=== Excerpt provided ===

- Born: 7 February 1962 (age 64) Veflinge, Søndersø, Denmark
- Occupations: Businessman Owner of: F.C. Nordsjælland
- Spouse: Bente Pedersen
- Children: Daniel and Carina

= Allan K. Pedersen =

Danish businessman and sports team owner (born 1962)

Allan Kim Pedersen (born 7 February 1962) is a Danish businessman and sports team owner. He holds a controlling stake in Danish Superliga team F.C. Nordsjælland.

==Biography==
Allan K. Pedersen grew up on a small farm in Veflinge, a small parish in the Søndersø municipality, with his two younger brothers. His mother died while he was of a young age. Pedersen went to high school in Middelfart, before leaving for military service. He would later leave to pursue a career in insurance and investment.

Currently lives in Farum with his family. Where his son is coaching the FCN under 17 squad.

==Business history==
A one time chairman of Københavns Fondsbørs (English: Copenhagen Stock Exchange), Pedersen was also involved with Akademisk Boldklub, a football club based in Gladsaxe, Copenhagen, as vice-chairman. He was one of three major shareholders, before taking up the role in 2000. His involvement included, but not limited to, sponsorship agreements and contract negotiations.

Pedersen is involved with a diverse selection of Danish investments which include hotel services, industry, travel, sports, food and medicine, of which 10 or more he is chairman or a board member of. He is also vice-chairman of the Divisionsforeningen (English: The Danish League), where he was on the board before taking over the role in 2008, replacing Niels-Christian Holmstrøm.

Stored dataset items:

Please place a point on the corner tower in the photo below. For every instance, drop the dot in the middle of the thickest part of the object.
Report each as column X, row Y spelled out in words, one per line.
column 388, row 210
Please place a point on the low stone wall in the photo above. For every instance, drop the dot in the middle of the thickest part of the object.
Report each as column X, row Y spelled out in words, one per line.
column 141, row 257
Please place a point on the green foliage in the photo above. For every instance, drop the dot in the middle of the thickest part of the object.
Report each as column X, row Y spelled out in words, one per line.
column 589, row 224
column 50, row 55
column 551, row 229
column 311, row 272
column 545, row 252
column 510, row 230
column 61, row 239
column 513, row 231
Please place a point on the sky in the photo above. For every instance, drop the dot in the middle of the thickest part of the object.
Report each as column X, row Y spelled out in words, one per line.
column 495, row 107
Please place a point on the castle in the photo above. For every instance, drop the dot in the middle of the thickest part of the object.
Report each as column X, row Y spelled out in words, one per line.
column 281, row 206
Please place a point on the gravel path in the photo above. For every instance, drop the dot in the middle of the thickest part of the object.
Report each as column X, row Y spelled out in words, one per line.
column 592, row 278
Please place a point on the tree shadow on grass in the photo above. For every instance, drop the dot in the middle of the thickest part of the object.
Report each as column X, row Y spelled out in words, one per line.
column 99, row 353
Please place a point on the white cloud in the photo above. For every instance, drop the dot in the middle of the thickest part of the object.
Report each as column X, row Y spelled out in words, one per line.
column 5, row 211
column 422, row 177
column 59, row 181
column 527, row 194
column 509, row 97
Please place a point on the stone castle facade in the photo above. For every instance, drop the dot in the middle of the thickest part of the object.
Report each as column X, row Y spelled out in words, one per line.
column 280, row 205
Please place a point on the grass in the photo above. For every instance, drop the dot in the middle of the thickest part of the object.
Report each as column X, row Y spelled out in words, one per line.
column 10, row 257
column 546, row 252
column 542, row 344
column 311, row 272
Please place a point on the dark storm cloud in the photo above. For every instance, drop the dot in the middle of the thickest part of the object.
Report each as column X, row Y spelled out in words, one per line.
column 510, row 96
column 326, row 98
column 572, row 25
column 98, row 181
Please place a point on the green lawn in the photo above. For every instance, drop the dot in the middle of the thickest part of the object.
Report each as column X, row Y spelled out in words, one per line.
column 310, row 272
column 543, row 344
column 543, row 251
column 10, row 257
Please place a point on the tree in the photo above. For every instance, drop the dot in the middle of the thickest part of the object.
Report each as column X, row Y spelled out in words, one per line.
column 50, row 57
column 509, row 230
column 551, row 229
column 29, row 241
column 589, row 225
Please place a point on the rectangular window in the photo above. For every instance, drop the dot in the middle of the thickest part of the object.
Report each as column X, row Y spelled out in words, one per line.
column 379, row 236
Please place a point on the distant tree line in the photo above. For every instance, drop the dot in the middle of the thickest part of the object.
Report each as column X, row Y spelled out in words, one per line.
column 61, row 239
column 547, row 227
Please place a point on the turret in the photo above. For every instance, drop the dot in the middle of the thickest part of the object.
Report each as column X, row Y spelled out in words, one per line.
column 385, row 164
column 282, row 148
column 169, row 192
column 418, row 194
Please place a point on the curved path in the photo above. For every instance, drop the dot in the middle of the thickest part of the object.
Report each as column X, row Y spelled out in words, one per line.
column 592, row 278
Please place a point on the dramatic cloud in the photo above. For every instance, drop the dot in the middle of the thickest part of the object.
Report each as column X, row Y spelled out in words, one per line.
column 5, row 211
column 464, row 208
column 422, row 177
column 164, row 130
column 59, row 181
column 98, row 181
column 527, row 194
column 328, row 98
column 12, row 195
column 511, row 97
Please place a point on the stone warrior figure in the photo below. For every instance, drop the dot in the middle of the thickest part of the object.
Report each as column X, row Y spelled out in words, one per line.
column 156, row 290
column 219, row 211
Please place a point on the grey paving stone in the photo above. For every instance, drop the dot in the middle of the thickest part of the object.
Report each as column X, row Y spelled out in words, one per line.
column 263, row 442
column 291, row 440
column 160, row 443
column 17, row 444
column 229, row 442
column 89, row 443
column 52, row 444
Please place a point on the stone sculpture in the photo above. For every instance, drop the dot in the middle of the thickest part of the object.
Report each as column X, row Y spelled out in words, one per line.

=== Tasks to perform ===
(a) Answer these questions from the article on Allan K. Pedersen:
(i) In which town did Pedersen attend high school?
(ii) Which football club did he serve as vice-chairman from 2000?
(iii) Whom did he replace as vice-chairman of the Divisionsforeningen in 2008?
(b) For each statement, say whether the article on Allan K. Pedersen agrees, and quote the words that decide it.
(i) Pedersen grew up with two older brothers.
(ii) Pedersen once chaired the Copenhagen Stock Exchange.
(iii) He is chairman or a board member of 10 or more of his investments.

=== Answers for the exercise ===
(a)
(i) Middelfart
(ii) Akademisk Boldklub
(iii) Niels-Christian Holmstrøm

(b)
(i) No: "with his two younger brothers"
(ii) Yes: "A one time chairman of Københavns Fondsbørs (English: Copenhagen Stock Exchange)"
(iii) Yes: "of which 10 or more he is chairman or a board member of"